Exercise details: Find and copy the lines in the records beneath this task that contain the word "grip".

⁂

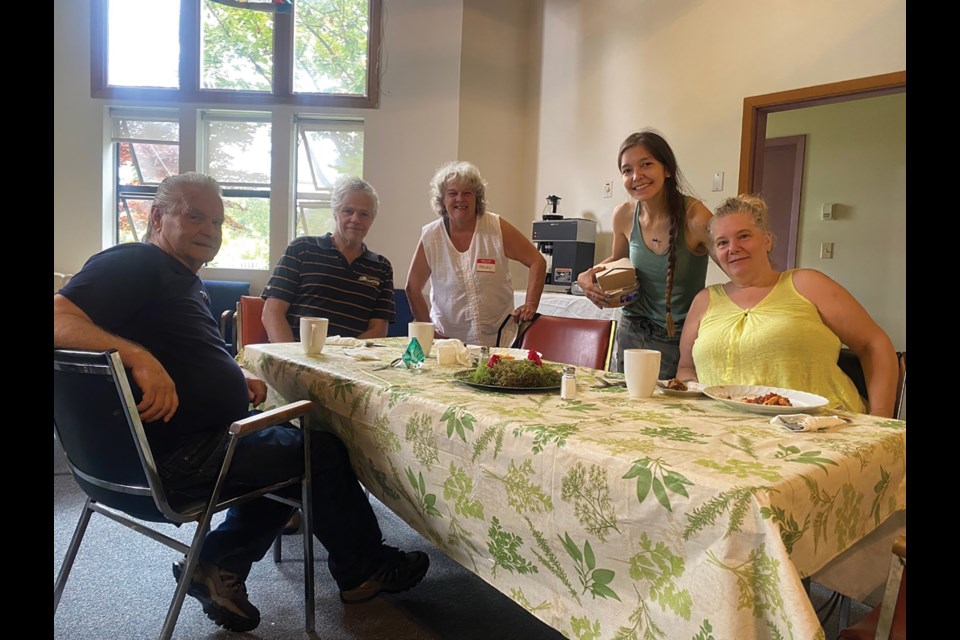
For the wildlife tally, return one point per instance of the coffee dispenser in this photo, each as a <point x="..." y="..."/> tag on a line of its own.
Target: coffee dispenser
<point x="568" y="244"/>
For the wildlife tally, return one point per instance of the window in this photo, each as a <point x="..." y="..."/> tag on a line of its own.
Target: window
<point x="237" y="152"/>
<point x="146" y="149"/>
<point x="315" y="52"/>
<point x="326" y="150"/>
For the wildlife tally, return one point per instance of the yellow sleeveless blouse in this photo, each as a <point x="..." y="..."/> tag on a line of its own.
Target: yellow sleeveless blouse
<point x="780" y="342"/>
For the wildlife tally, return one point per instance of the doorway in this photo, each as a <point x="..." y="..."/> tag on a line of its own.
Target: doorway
<point x="780" y="185"/>
<point x="753" y="132"/>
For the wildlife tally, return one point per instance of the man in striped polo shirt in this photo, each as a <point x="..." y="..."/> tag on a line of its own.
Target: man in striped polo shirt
<point x="333" y="276"/>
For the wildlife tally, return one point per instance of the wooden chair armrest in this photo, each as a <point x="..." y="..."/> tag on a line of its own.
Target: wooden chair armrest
<point x="270" y="418"/>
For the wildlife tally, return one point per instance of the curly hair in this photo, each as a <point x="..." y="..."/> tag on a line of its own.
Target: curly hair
<point x="351" y="184"/>
<point x="463" y="173"/>
<point x="676" y="201"/>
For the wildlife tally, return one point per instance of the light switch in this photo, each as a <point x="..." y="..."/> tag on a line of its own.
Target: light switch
<point x="718" y="181"/>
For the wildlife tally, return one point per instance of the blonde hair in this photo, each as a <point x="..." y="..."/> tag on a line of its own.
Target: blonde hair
<point x="750" y="204"/>
<point x="744" y="203"/>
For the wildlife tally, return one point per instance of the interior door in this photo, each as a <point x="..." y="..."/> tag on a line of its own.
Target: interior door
<point x="781" y="185"/>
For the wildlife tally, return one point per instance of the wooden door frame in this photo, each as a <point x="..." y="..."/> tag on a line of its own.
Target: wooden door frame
<point x="756" y="108"/>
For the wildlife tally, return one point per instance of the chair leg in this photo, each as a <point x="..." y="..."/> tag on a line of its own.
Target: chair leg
<point x="844" y="615"/>
<point x="72" y="550"/>
<point x="186" y="577"/>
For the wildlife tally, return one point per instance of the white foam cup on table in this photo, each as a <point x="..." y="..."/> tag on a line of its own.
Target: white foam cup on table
<point x="423" y="332"/>
<point x="313" y="334"/>
<point x="641" y="368"/>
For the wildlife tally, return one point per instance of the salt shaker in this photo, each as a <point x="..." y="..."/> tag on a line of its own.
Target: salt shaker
<point x="568" y="384"/>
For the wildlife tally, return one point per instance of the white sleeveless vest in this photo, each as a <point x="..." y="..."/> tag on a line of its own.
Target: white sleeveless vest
<point x="471" y="293"/>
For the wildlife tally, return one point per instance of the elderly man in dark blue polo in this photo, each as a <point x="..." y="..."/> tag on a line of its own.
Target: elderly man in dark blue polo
<point x="333" y="276"/>
<point x="145" y="300"/>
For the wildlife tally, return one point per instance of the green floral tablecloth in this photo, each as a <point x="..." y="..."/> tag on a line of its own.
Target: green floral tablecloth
<point x="607" y="517"/>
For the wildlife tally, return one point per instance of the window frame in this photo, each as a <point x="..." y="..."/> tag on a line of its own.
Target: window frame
<point x="190" y="91"/>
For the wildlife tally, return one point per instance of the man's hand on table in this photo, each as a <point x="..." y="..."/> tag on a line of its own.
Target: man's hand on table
<point x="256" y="388"/>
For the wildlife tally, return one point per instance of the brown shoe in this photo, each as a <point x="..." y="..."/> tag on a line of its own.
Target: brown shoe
<point x="223" y="596"/>
<point x="294" y="525"/>
<point x="400" y="572"/>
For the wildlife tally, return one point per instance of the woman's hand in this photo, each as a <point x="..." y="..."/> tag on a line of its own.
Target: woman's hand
<point x="525" y="312"/>
<point x="588" y="282"/>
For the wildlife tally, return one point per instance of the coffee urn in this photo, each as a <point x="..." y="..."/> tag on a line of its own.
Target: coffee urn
<point x="568" y="244"/>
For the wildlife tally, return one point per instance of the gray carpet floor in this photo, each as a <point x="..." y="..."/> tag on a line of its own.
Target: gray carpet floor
<point x="121" y="585"/>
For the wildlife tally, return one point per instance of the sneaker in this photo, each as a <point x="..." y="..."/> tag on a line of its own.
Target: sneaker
<point x="401" y="571"/>
<point x="222" y="594"/>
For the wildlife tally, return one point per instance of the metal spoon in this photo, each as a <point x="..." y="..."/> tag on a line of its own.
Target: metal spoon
<point x="387" y="366"/>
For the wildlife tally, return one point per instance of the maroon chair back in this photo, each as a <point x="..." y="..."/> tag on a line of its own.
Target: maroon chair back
<point x="578" y="341"/>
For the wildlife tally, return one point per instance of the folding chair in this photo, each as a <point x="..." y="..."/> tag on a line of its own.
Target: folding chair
<point x="96" y="420"/>
<point x="582" y="342"/>
<point x="888" y="621"/>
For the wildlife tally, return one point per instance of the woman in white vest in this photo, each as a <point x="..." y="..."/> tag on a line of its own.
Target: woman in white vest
<point x="464" y="256"/>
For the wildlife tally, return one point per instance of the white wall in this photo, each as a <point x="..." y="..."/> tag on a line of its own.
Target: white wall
<point x="499" y="96"/>
<point x="684" y="68"/>
<point x="855" y="156"/>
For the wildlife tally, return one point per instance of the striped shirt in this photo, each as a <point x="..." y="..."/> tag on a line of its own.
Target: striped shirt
<point x="317" y="281"/>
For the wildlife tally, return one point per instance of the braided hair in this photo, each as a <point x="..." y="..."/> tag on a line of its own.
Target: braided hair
<point x="658" y="147"/>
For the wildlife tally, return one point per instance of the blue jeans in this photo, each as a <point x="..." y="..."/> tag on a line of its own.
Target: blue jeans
<point x="343" y="520"/>
<point x="643" y="333"/>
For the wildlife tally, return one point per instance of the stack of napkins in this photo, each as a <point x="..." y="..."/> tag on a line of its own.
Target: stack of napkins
<point x="362" y="353"/>
<point x="803" y="422"/>
<point x="451" y="352"/>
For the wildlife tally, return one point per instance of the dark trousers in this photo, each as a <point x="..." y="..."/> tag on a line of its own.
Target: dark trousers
<point x="343" y="520"/>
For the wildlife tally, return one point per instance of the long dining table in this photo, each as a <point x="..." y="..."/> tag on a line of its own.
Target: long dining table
<point x="607" y="517"/>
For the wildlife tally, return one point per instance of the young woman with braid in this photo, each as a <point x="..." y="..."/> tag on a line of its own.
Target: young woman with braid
<point x="664" y="232"/>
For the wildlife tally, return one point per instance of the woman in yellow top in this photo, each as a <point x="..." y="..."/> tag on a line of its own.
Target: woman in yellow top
<point x="780" y="329"/>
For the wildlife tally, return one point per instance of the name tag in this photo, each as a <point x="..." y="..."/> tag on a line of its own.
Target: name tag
<point x="486" y="265"/>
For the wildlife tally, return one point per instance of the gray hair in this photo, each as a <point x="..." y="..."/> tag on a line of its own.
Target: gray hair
<point x="461" y="172"/>
<point x="351" y="184"/>
<point x="170" y="195"/>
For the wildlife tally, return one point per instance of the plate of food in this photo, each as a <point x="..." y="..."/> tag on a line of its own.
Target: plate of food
<point x="766" y="400"/>
<point x="674" y="387"/>
<point x="506" y="374"/>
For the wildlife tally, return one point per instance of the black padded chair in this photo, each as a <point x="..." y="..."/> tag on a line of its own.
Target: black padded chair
<point x="96" y="421"/>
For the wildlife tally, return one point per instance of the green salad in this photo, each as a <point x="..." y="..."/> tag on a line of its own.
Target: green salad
<point x="504" y="372"/>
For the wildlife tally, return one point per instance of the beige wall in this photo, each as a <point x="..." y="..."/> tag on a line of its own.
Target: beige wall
<point x="415" y="129"/>
<point x="855" y="156"/>
<point x="538" y="94"/>
<point x="610" y="68"/>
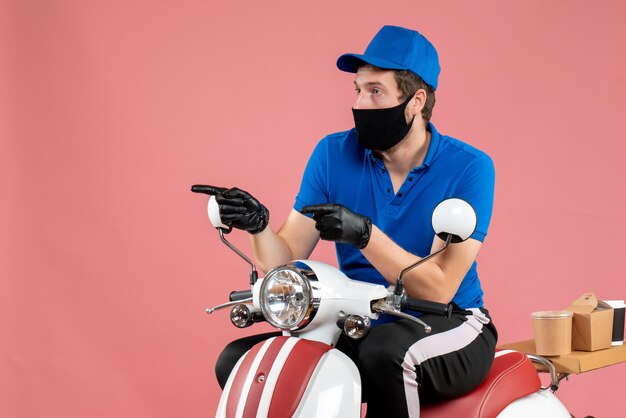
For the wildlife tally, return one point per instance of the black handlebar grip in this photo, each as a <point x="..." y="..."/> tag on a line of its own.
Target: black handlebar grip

⁂

Task response:
For the wildlife tally, return one point per instance of the black handlebar grip in this photo, each as a <point x="..." y="..."/> tag on a line of its own.
Target: black handlebar grip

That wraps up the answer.